Já no terceiro dia da vidinha dela, algo me dizia que havia coisas fora do lugar; no terceiro mês eu não tinha mais dúvida. Aí vieram as três fases mais críticas da minha vida, as quais, felizmente, levaram apenas à minha aposentadoria.

A primeira fase foi convencer que a Gigi se desenvolvia de modo diferente e preocupante e que precisávamos de ajuda médica. Eu tenho outros dois filhos, já adultos, e o desenvolvimento da Giovanna era muito diferente comparado ao que foi o desenvolvimento desses outros dois.
A incompreensão me angustiava mais do que o desenvolvimento da minha Princesinha.

Vencida essa fase, veio a segunda, e a mais difícil, porque, buscada a ajuda, vieram os diagnósticos negativos de neurologista, psiquiatra e geneticista.

(Dados registrados)
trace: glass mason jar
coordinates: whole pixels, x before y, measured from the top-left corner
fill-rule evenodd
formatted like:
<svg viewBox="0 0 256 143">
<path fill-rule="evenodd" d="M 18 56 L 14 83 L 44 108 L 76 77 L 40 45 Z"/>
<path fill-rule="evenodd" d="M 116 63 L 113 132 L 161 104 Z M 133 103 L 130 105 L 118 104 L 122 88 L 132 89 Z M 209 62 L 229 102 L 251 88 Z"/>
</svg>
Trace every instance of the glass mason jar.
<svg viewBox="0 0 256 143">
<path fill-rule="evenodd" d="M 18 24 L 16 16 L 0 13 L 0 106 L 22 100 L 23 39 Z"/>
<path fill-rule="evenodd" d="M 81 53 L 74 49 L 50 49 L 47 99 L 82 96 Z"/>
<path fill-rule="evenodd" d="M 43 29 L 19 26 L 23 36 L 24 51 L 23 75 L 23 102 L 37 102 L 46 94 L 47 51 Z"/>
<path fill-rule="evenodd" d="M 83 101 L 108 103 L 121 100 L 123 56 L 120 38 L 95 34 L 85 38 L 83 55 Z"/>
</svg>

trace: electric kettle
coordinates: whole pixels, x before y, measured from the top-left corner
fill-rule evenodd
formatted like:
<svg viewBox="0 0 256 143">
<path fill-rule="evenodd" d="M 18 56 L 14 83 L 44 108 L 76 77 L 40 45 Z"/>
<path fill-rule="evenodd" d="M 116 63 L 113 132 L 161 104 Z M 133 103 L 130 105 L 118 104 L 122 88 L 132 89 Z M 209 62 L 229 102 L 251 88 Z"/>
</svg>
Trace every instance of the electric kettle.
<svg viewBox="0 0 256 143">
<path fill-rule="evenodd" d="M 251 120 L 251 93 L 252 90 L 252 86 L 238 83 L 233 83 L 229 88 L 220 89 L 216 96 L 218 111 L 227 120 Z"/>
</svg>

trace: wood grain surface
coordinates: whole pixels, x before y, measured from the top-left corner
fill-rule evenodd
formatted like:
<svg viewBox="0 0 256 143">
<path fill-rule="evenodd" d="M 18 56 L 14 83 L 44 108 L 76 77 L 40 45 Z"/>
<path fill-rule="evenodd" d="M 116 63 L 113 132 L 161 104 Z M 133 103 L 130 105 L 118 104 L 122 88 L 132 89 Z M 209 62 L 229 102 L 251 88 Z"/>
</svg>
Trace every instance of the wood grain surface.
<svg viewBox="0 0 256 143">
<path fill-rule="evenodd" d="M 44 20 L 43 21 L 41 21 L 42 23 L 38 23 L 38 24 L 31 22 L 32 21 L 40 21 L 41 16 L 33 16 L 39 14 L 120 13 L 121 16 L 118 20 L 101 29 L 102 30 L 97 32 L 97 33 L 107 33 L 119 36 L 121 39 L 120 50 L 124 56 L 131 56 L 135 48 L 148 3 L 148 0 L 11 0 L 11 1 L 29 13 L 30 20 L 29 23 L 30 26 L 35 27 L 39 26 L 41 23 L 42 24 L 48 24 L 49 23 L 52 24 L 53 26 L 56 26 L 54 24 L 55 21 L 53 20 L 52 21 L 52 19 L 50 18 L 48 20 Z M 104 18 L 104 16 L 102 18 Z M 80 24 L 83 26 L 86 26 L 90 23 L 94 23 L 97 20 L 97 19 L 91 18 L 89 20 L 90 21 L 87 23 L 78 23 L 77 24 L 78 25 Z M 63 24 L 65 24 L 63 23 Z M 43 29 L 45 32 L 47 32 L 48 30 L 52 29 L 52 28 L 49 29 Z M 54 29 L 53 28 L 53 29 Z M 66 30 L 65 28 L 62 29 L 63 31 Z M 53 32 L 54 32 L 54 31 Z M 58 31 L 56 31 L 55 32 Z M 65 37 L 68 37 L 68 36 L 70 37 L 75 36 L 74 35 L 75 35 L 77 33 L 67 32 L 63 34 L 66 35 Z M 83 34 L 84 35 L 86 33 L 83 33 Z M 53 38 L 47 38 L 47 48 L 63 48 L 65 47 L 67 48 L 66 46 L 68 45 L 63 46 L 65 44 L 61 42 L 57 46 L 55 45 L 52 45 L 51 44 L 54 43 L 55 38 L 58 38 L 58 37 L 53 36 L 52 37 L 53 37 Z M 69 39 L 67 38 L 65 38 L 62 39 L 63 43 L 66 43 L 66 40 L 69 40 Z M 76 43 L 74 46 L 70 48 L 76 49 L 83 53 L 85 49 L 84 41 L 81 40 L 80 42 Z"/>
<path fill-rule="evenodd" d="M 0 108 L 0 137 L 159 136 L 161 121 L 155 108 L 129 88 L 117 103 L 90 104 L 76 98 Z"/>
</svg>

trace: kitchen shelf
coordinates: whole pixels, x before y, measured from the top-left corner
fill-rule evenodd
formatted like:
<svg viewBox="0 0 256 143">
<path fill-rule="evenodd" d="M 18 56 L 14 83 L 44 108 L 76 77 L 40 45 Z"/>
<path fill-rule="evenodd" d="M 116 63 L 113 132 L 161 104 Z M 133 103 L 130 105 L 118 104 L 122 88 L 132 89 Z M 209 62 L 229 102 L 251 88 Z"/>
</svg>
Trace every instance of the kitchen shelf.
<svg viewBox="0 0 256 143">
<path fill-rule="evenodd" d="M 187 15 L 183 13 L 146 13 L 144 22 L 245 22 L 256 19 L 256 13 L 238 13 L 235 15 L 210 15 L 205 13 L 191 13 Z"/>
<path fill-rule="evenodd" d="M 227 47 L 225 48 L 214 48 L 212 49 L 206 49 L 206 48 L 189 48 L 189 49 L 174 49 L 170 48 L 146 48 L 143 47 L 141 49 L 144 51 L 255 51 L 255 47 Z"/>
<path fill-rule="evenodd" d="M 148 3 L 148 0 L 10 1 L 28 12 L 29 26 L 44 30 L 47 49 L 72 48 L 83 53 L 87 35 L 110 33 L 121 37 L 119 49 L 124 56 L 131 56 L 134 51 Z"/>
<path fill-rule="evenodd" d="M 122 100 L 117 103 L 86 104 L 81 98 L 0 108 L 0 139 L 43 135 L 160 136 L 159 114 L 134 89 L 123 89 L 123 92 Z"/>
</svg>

Exercício 1 —
Responda com base no trecho selecionado:
(a) Em que mês da vida da Gigi deixou de haver dúvida de que havia coisas fora do lugar?
(b) Quantos outros filhos, já adultos, são mencionados?
(c) A que levaram, felizmente, as três fases mais críticas?
Exercício 2 — Liste todos os especialistas de quem vieram os diagnósticos negativos mencionados no trecho selecionado.

Resposta esperada 1 —
(a) No terceiro mês.
(b) Dois.
(c) Apenas à aposentadoria de quem escreve.

Resposta esperada 2 —
Neurologista
Psiquiatra
Geneticista